__REQUIRED TASK__.
Write out, exactly as they appear, only the lines running from the line with "For each instance of the red hood" to the final line of the listing; include both.

- - - - - - -

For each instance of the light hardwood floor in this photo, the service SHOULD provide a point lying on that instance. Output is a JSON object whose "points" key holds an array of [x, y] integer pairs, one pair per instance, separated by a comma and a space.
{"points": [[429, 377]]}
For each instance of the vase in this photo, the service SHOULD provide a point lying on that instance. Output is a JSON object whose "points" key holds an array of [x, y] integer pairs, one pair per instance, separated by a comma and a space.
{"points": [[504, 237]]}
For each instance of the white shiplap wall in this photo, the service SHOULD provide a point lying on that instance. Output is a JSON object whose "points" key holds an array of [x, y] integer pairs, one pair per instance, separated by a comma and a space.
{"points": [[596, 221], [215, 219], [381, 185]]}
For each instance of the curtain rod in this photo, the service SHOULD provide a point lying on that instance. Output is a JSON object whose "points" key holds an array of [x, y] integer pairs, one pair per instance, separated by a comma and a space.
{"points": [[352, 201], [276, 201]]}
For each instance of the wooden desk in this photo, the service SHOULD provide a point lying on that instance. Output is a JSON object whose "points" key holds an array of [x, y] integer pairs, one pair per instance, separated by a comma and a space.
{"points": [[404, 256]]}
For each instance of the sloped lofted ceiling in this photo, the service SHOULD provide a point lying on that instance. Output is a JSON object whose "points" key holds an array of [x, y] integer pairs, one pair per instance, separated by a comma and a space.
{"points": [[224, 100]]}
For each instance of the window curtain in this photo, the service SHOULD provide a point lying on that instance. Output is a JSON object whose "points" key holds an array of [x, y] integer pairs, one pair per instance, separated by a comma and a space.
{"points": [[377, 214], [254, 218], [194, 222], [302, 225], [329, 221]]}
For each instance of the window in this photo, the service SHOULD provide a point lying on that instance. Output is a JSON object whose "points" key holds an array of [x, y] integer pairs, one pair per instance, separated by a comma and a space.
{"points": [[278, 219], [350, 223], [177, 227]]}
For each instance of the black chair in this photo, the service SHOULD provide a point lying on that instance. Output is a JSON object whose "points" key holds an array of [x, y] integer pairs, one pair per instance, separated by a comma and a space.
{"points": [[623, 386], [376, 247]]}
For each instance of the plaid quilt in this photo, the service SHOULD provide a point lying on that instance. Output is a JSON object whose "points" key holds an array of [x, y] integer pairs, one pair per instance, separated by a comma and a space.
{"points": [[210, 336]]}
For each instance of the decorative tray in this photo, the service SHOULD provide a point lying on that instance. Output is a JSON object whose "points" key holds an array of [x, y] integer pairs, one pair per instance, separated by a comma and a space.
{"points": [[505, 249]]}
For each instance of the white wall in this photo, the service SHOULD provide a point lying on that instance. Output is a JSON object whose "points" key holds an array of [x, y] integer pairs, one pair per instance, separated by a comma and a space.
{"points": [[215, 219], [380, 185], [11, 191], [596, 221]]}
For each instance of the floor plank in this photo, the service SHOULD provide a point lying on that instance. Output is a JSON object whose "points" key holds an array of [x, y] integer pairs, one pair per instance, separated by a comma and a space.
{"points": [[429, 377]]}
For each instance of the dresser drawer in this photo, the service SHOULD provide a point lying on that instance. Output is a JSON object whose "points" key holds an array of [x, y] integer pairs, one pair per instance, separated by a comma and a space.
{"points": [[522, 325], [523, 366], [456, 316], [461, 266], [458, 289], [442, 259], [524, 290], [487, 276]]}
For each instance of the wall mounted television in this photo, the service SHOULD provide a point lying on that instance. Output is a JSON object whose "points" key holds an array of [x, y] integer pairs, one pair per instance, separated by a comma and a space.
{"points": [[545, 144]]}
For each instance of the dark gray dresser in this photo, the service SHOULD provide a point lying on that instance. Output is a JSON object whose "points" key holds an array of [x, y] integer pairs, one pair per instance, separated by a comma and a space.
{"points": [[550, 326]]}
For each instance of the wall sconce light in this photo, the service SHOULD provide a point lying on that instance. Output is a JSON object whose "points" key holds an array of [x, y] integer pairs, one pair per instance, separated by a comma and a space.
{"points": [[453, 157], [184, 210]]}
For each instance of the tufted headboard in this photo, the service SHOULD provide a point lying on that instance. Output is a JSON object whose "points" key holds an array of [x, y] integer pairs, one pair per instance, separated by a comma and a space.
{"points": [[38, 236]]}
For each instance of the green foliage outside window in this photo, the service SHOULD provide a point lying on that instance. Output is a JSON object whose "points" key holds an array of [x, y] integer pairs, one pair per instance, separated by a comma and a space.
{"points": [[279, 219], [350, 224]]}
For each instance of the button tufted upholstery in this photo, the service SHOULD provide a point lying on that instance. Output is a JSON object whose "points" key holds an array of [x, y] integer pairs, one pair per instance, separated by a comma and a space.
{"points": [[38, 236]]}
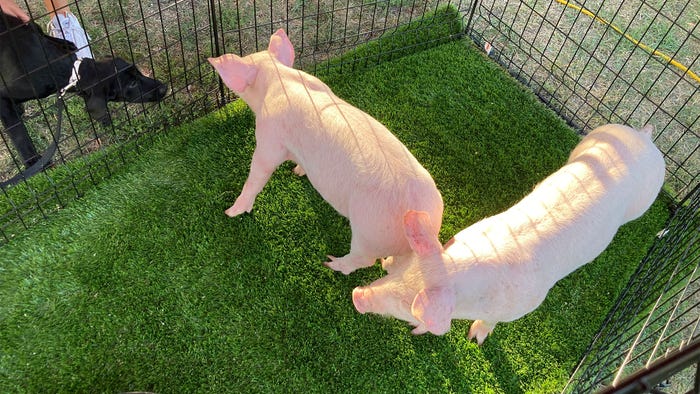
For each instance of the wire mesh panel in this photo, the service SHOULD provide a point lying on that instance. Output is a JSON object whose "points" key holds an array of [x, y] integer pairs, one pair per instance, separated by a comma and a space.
{"points": [[659, 310], [609, 61]]}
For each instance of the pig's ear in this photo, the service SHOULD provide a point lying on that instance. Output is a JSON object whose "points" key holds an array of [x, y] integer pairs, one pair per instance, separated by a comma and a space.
{"points": [[281, 48], [419, 233], [433, 307], [236, 73]]}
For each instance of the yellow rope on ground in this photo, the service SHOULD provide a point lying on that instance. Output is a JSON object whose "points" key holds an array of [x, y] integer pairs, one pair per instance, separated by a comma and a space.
{"points": [[653, 52]]}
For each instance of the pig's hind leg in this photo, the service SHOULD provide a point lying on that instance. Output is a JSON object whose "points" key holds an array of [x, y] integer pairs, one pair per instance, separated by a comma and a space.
{"points": [[265, 161]]}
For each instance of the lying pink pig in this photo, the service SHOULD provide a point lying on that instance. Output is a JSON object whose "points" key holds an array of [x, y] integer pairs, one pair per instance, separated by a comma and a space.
{"points": [[502, 267], [353, 161]]}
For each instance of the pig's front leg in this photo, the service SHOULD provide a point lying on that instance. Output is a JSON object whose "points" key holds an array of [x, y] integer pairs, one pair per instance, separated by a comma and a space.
{"points": [[265, 160], [359, 257], [349, 263], [480, 330]]}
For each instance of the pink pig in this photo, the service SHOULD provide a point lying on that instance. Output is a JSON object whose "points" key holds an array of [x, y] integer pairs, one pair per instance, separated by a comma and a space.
{"points": [[502, 267], [353, 161]]}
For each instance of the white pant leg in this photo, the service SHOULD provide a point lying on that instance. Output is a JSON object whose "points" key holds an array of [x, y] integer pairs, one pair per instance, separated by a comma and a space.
{"points": [[68, 27]]}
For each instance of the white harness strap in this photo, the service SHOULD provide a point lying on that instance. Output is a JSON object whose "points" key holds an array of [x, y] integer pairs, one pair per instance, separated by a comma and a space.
{"points": [[73, 80]]}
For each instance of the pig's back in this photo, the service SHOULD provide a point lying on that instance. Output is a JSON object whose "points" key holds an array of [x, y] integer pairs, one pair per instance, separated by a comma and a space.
{"points": [[344, 150]]}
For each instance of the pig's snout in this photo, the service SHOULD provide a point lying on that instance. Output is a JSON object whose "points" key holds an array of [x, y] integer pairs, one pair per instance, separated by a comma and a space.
{"points": [[359, 299]]}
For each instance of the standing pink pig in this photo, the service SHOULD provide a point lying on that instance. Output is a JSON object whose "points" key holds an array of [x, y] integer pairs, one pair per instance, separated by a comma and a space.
{"points": [[502, 267], [353, 161]]}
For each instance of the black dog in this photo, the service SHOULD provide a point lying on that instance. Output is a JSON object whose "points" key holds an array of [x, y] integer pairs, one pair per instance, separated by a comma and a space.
{"points": [[34, 65]]}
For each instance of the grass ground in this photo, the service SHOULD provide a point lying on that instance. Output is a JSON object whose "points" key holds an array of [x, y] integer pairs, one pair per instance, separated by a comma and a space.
{"points": [[146, 285]]}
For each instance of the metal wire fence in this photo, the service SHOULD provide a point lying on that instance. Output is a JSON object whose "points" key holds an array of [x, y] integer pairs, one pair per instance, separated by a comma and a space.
{"points": [[613, 61], [659, 310]]}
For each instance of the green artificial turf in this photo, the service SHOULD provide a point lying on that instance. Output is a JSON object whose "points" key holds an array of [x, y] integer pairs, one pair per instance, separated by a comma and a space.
{"points": [[145, 284]]}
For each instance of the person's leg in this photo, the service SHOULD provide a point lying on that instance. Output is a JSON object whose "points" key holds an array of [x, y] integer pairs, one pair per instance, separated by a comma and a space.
{"points": [[64, 24]]}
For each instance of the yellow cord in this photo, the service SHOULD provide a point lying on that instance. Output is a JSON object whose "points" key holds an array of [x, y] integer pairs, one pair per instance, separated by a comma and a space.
{"points": [[653, 52]]}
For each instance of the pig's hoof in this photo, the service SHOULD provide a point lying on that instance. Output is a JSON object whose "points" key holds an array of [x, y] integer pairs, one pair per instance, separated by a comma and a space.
{"points": [[238, 208], [480, 330], [338, 264], [299, 171]]}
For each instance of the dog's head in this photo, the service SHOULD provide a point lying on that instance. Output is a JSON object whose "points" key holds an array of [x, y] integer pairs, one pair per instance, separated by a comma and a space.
{"points": [[115, 79]]}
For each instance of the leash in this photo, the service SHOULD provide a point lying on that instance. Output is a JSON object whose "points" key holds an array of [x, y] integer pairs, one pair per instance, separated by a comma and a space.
{"points": [[45, 158]]}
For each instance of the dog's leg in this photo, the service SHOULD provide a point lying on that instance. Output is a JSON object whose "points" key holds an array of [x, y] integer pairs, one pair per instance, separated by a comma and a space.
{"points": [[11, 114]]}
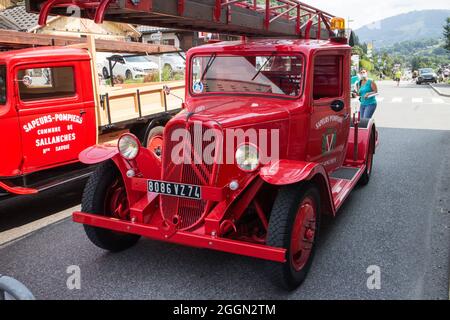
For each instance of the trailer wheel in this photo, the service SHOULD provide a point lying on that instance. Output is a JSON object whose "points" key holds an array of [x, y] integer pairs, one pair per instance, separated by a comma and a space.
{"points": [[154, 141], [365, 178], [105, 195], [294, 225]]}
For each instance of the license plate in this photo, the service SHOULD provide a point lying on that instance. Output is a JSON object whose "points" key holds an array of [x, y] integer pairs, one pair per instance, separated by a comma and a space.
{"points": [[175, 189]]}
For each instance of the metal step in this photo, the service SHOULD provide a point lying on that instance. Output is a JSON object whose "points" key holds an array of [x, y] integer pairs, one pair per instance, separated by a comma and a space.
{"points": [[47, 179]]}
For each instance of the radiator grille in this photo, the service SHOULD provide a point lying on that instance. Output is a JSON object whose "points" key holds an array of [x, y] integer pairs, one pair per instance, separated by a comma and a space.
{"points": [[197, 172]]}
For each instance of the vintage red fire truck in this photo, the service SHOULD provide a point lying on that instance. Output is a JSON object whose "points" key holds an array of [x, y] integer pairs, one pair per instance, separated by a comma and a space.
{"points": [[52, 108], [265, 146]]}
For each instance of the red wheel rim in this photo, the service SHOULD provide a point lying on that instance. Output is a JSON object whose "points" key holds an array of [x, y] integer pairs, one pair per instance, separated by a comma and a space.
{"points": [[154, 144], [303, 234], [116, 201]]}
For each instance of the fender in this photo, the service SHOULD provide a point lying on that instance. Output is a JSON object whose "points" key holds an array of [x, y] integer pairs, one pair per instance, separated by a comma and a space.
{"points": [[288, 172], [98, 154]]}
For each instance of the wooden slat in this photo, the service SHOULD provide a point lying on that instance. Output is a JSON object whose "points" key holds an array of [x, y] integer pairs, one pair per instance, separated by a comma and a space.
{"points": [[14, 40]]}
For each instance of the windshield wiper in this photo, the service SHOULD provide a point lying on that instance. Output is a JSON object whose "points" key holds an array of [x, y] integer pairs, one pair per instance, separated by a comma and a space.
{"points": [[262, 67], [208, 66]]}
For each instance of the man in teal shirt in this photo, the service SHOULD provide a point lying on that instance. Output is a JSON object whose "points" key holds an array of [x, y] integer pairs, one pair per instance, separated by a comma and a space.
{"points": [[367, 91]]}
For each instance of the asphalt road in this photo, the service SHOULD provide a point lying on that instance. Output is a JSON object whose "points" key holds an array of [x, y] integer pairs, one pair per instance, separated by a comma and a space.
{"points": [[399, 222]]}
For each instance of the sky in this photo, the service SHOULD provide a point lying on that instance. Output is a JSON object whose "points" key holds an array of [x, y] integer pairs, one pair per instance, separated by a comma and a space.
{"points": [[366, 11]]}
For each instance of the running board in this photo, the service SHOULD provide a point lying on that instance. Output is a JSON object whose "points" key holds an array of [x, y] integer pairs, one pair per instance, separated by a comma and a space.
{"points": [[343, 181], [39, 182]]}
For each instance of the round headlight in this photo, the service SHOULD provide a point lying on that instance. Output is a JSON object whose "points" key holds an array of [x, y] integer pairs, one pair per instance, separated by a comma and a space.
{"points": [[247, 157], [129, 146]]}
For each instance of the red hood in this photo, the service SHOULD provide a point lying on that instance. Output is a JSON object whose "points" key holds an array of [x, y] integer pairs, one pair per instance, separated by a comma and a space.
{"points": [[237, 111]]}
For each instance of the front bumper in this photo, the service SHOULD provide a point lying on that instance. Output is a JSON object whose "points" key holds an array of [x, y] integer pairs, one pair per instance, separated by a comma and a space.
{"points": [[183, 238]]}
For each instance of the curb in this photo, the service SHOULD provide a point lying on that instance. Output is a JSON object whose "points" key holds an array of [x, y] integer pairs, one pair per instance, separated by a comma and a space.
{"points": [[439, 92], [10, 236]]}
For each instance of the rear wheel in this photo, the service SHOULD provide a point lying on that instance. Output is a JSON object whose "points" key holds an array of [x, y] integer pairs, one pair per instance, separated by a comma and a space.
{"points": [[105, 195], [365, 178], [154, 141], [105, 73], [294, 225]]}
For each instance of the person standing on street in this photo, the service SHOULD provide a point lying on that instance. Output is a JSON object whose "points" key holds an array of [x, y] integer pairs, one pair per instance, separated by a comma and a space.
{"points": [[367, 91]]}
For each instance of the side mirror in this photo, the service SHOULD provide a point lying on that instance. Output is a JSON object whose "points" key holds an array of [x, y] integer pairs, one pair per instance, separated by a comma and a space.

- - - - - - -

__COMPLETE RESPONSE__.
For each instance of the red hood in this photo, the service SHOULD provide a point lying on that instance. Output is a JSON object whose "points" key holds an array of [x, y] integer pairs, one pair per instance, separated by a comma and a space.
{"points": [[237, 111]]}
For each instance of the front bumper in this photo, the service SHOULD provide a point lying on that instance. Output is a JSON object whose "points" key holds an array of [x, y] integer pairs, one pair per instance, separated by a comma and a space.
{"points": [[183, 238]]}
For each instance of the curb in this photo, the service SHOULD provide a point lying on that instance. Output is a JSON object whose "points" key holds an array of [x, y] integer pairs, one pair per instance, separated by a comma and a space.
{"points": [[439, 92], [10, 236]]}
For each instance of the rear wheel in this photo, the service SHOULD provide a point lying on that instance. Output is a JSON object whose "points" key holds an array of [x, y] integer pairs, one pair per instance, separated by a comma and a space.
{"points": [[105, 195], [365, 178], [154, 141], [105, 73], [294, 225]]}
For each instance of the person standing on street in this photo, the service SHOULD provide a point lying on that instance. Output is a JSON object whose "points" key holds an array of [x, y] integer pairs, one pair per instance, separated by a comma and a space.
{"points": [[367, 91]]}
For each instance of the side mirror in this photo, the service SHOULD provide a point lying on that instance. Output is a JSON object whose "points" key holds an array of [x, y] integer pairs, one pair per instance, separated by a comma and a space.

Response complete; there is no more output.